------ Texto de partida ------
Glaeser explica acertadamente que "sería mejor para el planeta (…) si las ciudades se construyen alrededor de un elevador, en lugar de que áreas dispersas se construyan alrededor de un auto”. Este es probablemente otro ingrediente a ser tomado con seriedad. Si una ciudad crece hacia arriba, sus “tentáculos” no causarán el daño que si causan expandiéndose a sus alrededores. Pero mientras otros lugares buscan alejarse de esta nociva práctica, Quito se aferra. Nadie puede desconocer que los Chillos, Cumbayá, Tumbaco y Puembo,  se presentan como extensiones de la capital que siguen engordando y desplazando tierras de cultivo, quebradas, y espacios verdes. Es decir destruyen cualquier expectativa de que la capital de Ecuador algún día se consagre como ciudad verde. Se siguen construyendo urbanizaciones con mucho cemento y poca vegetación.

Hace pocos meses escuché en una conferencia del Colegio de Arquitectos de Quito al actual Alcalde  de la ciudad explicar la necesidad de fortalecer y repoblar el centro histórico. Pocas semanas después en la radio el Alcalde criticaba con dureza el modelo de desarrollo que se esta aplicando en los valles como Tumbaco, aclarando que no existían áreas verdes y las pocas estaban dentro de urbanizaciones privadas. El alcalde tenía razón en su planteamiento, pero ¿dónde están las acciones para cambiar esta situación?

E.O Wilson, profesor emérito de Harvard y co-autor del concepto de biodiversidad, busca sacudirnos con los beneficios que tienen los elementos de la naturaleza en la salud y vida, no solo de personas, sino de ciudades. Si alguien está leyendo esto, deje de hacerlo y observe el cielo y las nubes por su ventana, tal vez una montaña cercana o simplemente el árbol de la vereda –si tiene suerte y lo tiene– y le aseguro que podrá comprender los beneficios que la denominada “biofilia” que Wilson trata de difundir. Algunos estudios refuerzan los beneficios del verde en la ciudad sugiriendo reducciones de hasta un cuarenta y seis por ciento en los accidentes de tránsito luego de que la vegetación y el paisaje mejoraron. Esto se justifica en la reducción de estrés de los conductores. Los hospitales incrementan el uso de muros verdes porque está comprobado que contribuye a la recuperación de sus pacientes.

Otra forma de entender los beneficios de una ciudad verde es considerando el “efecto isla” que se produce por el calentamiento de las ciudades debido a sus calles y falta de espacios verdes. Cuando hace calor en Quito es casi instintivo correr a un parque porque sabemos que ahí está más fresco. En Chicago, estos aumentos de temperatura cobraron vidas y llevaron al municipio a promover la construcción de jardineras y techos verdes.

No es nada sencillo copiar o crear ciudades sostenibles. Cualquier sitio que pretenda ser próspero en el futuro requiere de políticas ambientales radicales y sobre todo procesos participativos limpios. En Quito se han hecho avances hacia este camino. Existen normativas en las que los usuarios pueden reducir hasta un 50% su pago de sus impuestos por buenas prácticas ambientales, pero aún los reglamentos no son claros. Se tiene un interesante programa de protección de quebradas, pero los constructores lo desconocen o no le temen a las sanciones.

Estamos lejos de ser una urbe sostenible. No se trata de buscar reconocimientos internacionales sino de que un ciudadano pueda caminar por un espacio de su ciudad y sentirse orgulloso y saludable. Se trata de tener parques que parezcan bosques en medio del centro más transitado de la ciudad como el Parque Central de Nueva York. Quito enfrenta un enorme y urgente reto para convertirse en verdadero ecosistema urbano o simplemente volverse una ciudad en las que uno acelera su vehículo para demorarse lo menos posible en cruzarla.
------ Datos proporcionados ------
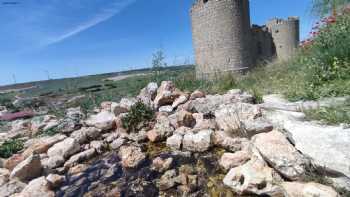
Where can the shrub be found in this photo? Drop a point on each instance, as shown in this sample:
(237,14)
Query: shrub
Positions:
(139,114)
(10,147)
(327,51)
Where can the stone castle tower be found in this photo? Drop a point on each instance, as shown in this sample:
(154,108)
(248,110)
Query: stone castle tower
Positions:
(224,40)
(285,34)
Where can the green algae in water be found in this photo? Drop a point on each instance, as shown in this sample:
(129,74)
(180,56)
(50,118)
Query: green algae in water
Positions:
(155,149)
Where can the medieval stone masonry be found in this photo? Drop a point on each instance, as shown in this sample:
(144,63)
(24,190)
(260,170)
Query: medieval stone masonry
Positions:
(224,40)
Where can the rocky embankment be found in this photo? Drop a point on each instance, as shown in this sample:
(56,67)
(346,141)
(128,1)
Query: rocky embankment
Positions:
(196,145)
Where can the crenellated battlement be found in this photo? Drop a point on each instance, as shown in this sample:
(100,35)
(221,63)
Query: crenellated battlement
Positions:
(224,40)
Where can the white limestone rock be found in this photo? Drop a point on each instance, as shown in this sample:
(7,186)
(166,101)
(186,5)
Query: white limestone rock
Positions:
(280,154)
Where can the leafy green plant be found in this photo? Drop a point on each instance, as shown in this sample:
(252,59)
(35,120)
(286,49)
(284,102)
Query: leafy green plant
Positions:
(10,147)
(139,114)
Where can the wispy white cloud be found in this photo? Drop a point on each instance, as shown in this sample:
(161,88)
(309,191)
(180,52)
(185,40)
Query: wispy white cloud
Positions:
(104,15)
(52,21)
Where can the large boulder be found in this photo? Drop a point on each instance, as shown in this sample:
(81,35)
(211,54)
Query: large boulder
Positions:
(55,180)
(104,120)
(64,149)
(180,100)
(82,156)
(222,139)
(75,113)
(168,180)
(27,169)
(254,177)
(175,141)
(198,142)
(197,94)
(296,189)
(12,187)
(211,103)
(85,134)
(4,176)
(328,146)
(131,156)
(53,162)
(232,160)
(13,161)
(186,119)
(43,123)
(37,187)
(123,106)
(43,144)
(231,117)
(19,125)
(162,164)
(203,122)
(280,154)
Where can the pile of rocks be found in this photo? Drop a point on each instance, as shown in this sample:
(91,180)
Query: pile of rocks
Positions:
(90,153)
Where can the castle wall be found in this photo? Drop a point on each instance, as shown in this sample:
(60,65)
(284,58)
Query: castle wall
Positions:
(221,36)
(262,45)
(285,34)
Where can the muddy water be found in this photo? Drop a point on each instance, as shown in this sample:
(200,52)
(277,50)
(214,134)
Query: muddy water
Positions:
(106,177)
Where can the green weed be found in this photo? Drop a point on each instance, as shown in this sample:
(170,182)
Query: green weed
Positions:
(139,114)
(10,147)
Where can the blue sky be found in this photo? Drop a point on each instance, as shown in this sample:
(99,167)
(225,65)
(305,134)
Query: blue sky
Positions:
(66,38)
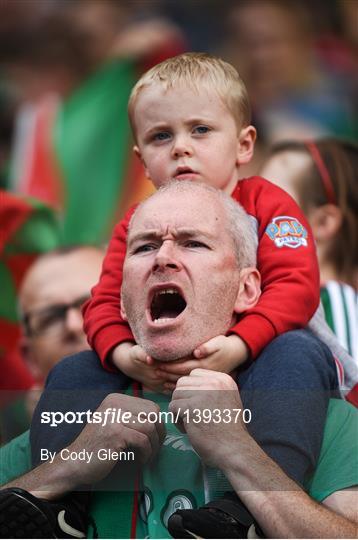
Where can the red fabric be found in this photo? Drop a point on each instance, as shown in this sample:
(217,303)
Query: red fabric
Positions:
(290,278)
(352,396)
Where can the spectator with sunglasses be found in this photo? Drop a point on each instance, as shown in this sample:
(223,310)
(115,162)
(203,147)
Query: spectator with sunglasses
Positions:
(52,293)
(321,177)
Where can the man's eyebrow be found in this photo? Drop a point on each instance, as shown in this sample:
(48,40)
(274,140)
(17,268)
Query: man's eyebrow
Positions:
(182,232)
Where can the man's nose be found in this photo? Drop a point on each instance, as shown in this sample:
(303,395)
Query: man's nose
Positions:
(166,259)
(74,320)
(182,146)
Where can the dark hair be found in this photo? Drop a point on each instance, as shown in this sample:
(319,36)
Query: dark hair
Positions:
(332,178)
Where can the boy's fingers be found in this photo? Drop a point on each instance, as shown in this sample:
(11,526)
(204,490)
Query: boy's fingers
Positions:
(171,377)
(139,354)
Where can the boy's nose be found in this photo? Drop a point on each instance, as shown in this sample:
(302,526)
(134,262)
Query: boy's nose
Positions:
(181,147)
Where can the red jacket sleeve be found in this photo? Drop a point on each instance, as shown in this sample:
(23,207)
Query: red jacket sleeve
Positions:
(287,262)
(103,323)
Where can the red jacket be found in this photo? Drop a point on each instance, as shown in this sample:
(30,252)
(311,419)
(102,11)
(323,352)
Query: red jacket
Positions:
(286,260)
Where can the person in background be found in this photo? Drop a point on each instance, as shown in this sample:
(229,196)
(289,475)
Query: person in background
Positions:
(50,298)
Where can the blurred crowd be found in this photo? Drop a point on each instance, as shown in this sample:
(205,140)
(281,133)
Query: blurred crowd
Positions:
(67,172)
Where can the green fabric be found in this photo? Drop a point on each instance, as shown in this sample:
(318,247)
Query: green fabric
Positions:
(175,479)
(39,233)
(8,307)
(327,308)
(337,469)
(338,462)
(15,458)
(93,145)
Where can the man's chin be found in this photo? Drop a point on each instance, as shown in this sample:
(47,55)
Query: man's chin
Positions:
(168,349)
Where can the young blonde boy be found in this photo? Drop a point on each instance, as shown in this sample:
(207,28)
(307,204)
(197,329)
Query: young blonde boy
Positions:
(190,117)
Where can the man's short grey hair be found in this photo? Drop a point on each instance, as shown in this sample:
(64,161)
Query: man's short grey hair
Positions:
(241,227)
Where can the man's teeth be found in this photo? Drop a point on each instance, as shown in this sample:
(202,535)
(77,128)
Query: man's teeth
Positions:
(168,291)
(162,321)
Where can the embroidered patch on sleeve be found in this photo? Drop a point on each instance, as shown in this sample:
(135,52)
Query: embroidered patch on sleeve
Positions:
(287,231)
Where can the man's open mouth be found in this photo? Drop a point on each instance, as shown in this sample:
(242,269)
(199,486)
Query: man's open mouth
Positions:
(167,304)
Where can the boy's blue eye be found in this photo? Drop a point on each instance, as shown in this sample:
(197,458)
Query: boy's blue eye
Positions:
(161,136)
(201,129)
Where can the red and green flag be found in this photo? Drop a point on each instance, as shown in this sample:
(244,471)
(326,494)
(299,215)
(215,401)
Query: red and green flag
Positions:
(27,228)
(77,156)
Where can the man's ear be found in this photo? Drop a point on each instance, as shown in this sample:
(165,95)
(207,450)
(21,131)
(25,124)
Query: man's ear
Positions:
(139,156)
(246,143)
(325,221)
(123,311)
(249,289)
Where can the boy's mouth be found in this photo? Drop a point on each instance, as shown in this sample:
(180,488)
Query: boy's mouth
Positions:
(183,173)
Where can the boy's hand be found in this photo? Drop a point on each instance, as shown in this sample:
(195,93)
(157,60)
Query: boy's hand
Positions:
(132,360)
(221,353)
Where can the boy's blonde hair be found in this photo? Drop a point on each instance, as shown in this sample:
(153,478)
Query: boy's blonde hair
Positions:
(198,70)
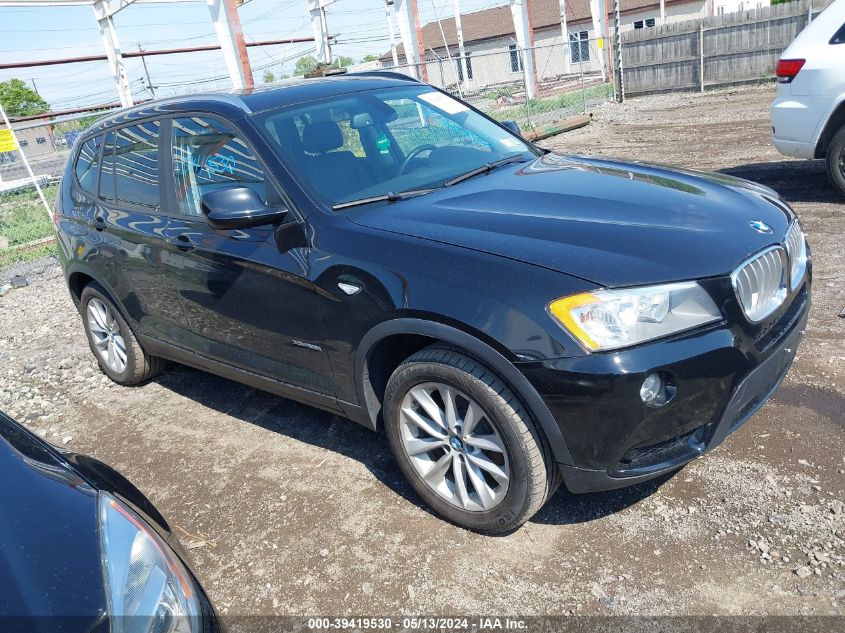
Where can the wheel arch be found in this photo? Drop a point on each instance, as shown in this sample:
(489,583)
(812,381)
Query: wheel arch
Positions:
(835,122)
(418,333)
------
▶ _Tarea 1_
Escribe de nuevo el fragmento del texto sobre Quito que empieza con las palabras "Otra forma de" y termina con "y techos verdes.", reemplazando "techos verdes" por "azoteas verdes".
▶ _Tarea 2_
Traduce al inglés esta oración del texto sobre Quito: "Cuando hace calor en Quito es casi instintivo correr a un parque porque sabemos que ahí está más fresco."

▶ _Respuesta 1_
Otra forma de entender los beneficios de una ciudad verde es considerando el “efecto isla” que se produce por el calentamiento de las ciudades debido a sus calles y falta de espacios verdes. Cuando hace calor en Quito es casi instintivo correr a un parque porque sabemos que ahí está más fresco. En Chicago, estos aumentos de temperatura cobraron vidas y llevaron al municipio a promover la construcción de jardineras y azoteas verdes.

▶ _Respuesta 2_
When it is hot in Quito, it is almost instinctive to run to a park because we know it is cooler there.